• [EXCERPTED TEXT]:

▶

I’ve been a worshipper at the shrine of Bernice for many years now, after being introduced to their music through an acquaintance and one of their band mates, Colin Fisher (that musical genius of a man with a laugh to make even the most melancholic crossed-armed Toronto music-goer smile). I use this religious language because, when given the chance, I rave about them to anyone who will listen with a near-evangelical fervour, a tone I usually only use when talking about my other true passions: fashionable old women, artisanal doughnuts, and the political implementation of basic annual income (what can I say, I’m a woman of varied interests). What might you hear in one of my Bernice rants, you wonder? Well, let me try to capture the sentiments here:

Bernice makes me want to move and be still all at the same time. I want to close my eyes and float in the ephemeral world of harmonic sound all around me, yet I want to keep my eyes wide open, watching the subtle but captivating movements and gestures of Robin Dann, the lead singer. It’s not that she’s dancing. It’s as if she’s actually embodying the music as it flows through her, something I have never see in such an effortlessly confident way. When I watch Robin, I can’t help but want to hold my body differently, I want to float as she floats. So at a Bernice concert, I find myself not only audibly blissed-out by the impossible melodies they’ve mastered, but my entire body is responding, is aware of itself, is tuned in.

◀

Point-based annotation rows:
▶

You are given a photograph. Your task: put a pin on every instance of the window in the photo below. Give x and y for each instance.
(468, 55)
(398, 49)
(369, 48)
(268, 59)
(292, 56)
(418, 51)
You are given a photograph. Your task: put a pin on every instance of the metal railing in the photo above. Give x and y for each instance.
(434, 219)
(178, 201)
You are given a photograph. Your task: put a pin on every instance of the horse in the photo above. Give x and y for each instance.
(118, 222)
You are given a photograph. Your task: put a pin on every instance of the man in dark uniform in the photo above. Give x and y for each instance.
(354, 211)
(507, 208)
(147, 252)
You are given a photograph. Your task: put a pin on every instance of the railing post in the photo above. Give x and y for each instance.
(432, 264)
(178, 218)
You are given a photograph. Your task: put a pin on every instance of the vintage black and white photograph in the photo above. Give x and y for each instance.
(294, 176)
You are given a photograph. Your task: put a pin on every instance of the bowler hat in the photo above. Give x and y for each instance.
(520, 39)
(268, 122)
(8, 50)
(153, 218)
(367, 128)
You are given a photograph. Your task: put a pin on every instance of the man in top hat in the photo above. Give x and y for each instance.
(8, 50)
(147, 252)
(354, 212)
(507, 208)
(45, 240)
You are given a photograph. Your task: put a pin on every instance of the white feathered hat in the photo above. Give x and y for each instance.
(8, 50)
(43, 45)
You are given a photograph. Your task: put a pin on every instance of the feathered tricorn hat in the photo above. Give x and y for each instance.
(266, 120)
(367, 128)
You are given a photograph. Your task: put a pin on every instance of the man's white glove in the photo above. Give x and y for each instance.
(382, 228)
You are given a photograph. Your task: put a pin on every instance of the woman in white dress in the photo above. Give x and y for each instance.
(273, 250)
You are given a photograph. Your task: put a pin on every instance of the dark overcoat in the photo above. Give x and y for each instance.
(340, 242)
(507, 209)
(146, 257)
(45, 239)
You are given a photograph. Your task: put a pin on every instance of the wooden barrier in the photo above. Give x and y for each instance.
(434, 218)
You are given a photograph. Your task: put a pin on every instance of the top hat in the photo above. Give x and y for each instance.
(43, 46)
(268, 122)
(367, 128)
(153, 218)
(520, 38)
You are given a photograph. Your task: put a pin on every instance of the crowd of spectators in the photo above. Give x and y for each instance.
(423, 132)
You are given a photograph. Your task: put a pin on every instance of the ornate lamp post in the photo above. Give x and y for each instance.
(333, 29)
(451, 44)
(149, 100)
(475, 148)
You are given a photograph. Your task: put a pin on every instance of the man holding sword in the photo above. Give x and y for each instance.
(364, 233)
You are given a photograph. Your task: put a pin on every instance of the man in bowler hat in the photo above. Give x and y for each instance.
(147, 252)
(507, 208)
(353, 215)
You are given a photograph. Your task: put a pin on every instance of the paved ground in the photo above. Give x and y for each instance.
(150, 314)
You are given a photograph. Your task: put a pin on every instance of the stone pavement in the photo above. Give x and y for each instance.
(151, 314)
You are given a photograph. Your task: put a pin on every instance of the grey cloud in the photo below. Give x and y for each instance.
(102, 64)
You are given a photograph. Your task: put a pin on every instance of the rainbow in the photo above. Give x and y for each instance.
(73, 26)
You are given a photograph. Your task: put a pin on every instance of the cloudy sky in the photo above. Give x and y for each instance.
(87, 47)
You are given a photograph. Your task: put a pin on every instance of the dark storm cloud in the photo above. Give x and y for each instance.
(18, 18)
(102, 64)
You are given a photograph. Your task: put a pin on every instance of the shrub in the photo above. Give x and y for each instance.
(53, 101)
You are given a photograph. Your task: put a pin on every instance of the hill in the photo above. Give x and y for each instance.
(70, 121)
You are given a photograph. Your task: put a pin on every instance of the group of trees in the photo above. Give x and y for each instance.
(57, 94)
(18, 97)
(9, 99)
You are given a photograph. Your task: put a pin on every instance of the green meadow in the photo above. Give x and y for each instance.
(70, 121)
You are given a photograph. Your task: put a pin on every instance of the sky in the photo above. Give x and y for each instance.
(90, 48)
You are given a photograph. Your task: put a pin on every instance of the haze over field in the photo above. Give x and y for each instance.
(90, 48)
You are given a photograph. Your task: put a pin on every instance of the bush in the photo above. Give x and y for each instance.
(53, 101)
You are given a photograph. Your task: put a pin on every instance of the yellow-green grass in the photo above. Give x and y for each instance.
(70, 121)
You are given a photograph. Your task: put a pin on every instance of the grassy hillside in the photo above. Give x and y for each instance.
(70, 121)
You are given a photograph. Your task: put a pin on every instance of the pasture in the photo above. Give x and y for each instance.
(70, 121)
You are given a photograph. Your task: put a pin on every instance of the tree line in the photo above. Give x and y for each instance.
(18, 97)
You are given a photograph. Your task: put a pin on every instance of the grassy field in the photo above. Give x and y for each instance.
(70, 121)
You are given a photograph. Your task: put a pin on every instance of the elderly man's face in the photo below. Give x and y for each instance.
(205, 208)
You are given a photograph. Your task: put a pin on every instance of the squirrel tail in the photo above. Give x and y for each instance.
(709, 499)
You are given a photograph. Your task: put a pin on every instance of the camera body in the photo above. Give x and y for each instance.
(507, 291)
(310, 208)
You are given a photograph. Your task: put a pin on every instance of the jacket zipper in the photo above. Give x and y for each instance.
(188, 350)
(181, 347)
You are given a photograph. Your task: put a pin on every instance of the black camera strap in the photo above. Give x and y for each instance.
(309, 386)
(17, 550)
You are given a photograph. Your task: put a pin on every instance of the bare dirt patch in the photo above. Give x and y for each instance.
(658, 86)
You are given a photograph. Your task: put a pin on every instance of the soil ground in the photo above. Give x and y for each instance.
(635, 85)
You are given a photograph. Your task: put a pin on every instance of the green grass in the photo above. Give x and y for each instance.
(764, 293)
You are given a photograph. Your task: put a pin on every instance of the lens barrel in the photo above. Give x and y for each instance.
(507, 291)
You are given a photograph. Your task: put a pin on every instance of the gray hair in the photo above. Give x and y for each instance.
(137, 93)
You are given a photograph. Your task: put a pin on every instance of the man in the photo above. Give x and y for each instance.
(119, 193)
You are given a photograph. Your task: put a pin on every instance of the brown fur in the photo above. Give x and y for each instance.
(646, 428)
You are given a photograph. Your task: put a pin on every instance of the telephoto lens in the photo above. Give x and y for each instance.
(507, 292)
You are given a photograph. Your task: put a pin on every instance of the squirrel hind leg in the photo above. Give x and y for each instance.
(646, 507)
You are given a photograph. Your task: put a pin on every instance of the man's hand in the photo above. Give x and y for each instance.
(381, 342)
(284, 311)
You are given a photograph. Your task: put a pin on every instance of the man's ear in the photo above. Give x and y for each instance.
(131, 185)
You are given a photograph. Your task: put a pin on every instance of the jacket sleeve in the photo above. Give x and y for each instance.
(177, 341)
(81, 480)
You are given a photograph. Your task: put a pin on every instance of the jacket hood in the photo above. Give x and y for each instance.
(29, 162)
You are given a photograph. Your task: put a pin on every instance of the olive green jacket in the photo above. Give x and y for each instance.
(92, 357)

◀

• [SET OF TASKS]:
[a] According to the piece about Bernice, who is the band's lead singer?
[b] From the piece about Bernice, output the passage that begins at the words "Bernice makes me" and stops after the words "is tuned in.".

• [THE REPLIES]:
[a] Robin Dann

[b]
Bernice makes me want to move and be still all at the same time. I want to close my eyes and float in the ephemeral world of harmonic sound all around me, yet I want to keep my eyes wide open, watching the subtle but captivating movements and gestures of Robin Dann, the lead singer. It’s not that she’s dancing. It’s as if she’s actually embodying the music as it flows through her, something I have never see in such an effortlessly confident way. When I watch Robin, I can’t help but want to hold my body differently, I want to float as she floats. So at a Bernice concert, I find myself not only audibly blissed-out by the impossible melodies they’ve mastered, but my entire body is responding, is aware of itself, is tuned in.